● Travail à faire
1. Recopiez le texte source depuis « Des conséquences importantes » jusqu'à « de la population. » inclus.
2. Selon le texte source, combien de réfugiés ce regain de violence a-t-il entraînés au Rwanda et en Ouganda ?

● Texte source

====================

Les revendications du M23 :
Ainsi le porte parole du M23, le lieutenant-colonel Vianney Kazarama indique :
Nous demandons au gouvernement de la République Démocratique du Congo de fournir des efforts pour l’éradication des forces négatives à l’Est, notamment les FDLR (Forces démocratiques de libération du Rwanda, une rébellion constituée d’hutu rwandais, ndlr) Nous demandons le retour de tous les Congolais réfugiés, vivant à l’extérieur du pays, en exil ; la reconnaissance des grades formels de tous les officiers des groupes armés et ceux du CNDP en particulier, l’intégration politique des membres du CNDP au sein du gouvernement central»
Des conséquences importantes sur la population civile
Le début de cette rébellion a déclenché une nouvelle guerre au Nord Kivu qui a occasionné des pertes en vies humaines et un déplacement massif de la population.
Au cours des dernières semaines, le M23 est passé de 1 000 à 2 000 combattants et ont pris le contrôle de plusieurs localités dans la province du Nord Kivu. Ce regain de violence a fait plus de 200 000 déplacés et plus de 30 000 réfugiés au Rwanda et en Ouganda.
Le rôle controversé du Rwanda
Quelques experts de la région pensent que le gouvernement rwandais serait impliqué dans le soutien du M23 qui déstabilise la province du Nord Kivu.
Différents rapports des Nations Unies et de l’organisation « Human Right Watch » dénoncent la participation indirecte du Rwanda à ce conflit. Le Rwanda aurait soutenu en armement le M23 et aurait envoyé des troupes Rwandaises combattre auprès des rebelles.
Une annexe du rapport annuel du Comité des sanctions de l’ONU sur la RDC, rendu public au début du mois de juillet, indique que les forces armées rwandaises:
« fournissent du matériel militaire, des armes, des munitions et des fournitures diverses aux rebelles du M23 » et octroient soutien et protection au général rebelle Bosco Ntaganda, recherché par la Cour pénale internationale (CPI) pour crimes de guerre.

====================

● Données extraites
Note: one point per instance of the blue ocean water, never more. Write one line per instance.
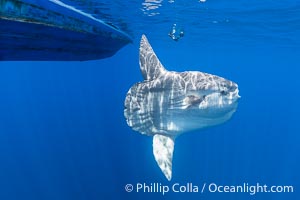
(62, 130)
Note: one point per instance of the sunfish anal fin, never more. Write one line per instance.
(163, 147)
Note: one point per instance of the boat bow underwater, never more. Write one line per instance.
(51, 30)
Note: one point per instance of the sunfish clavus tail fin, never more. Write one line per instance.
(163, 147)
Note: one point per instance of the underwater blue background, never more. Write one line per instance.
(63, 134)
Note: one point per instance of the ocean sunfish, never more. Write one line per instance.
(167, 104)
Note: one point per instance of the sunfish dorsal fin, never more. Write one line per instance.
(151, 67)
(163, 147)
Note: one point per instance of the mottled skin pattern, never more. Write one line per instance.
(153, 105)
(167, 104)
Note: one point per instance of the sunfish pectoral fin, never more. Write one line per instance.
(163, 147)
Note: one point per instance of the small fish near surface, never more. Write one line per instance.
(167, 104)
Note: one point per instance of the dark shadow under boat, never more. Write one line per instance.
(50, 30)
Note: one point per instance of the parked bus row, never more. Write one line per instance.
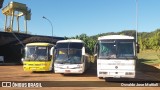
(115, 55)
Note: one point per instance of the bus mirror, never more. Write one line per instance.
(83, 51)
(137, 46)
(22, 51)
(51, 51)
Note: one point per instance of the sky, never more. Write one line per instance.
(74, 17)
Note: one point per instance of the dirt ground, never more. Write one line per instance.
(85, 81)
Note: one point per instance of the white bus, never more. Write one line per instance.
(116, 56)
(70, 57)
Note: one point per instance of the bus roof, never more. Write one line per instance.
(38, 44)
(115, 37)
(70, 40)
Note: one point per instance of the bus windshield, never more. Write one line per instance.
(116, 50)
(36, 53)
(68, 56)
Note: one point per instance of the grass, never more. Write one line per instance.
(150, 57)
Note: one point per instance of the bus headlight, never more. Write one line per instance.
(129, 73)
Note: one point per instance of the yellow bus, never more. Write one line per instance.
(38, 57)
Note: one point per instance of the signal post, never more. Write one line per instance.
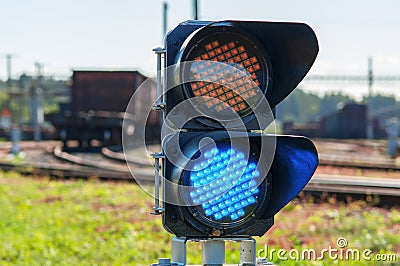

====================

● Réponses par tâche
1.
Des conséquences importantes sur la population civile
Le début de cette rébellion a déclenché une nouvelle guerre au Nord Kivu qui a occasionné des pertes en vies humaines et un déplacement massif de la population.

2. Plus de 30 000 réfugiés.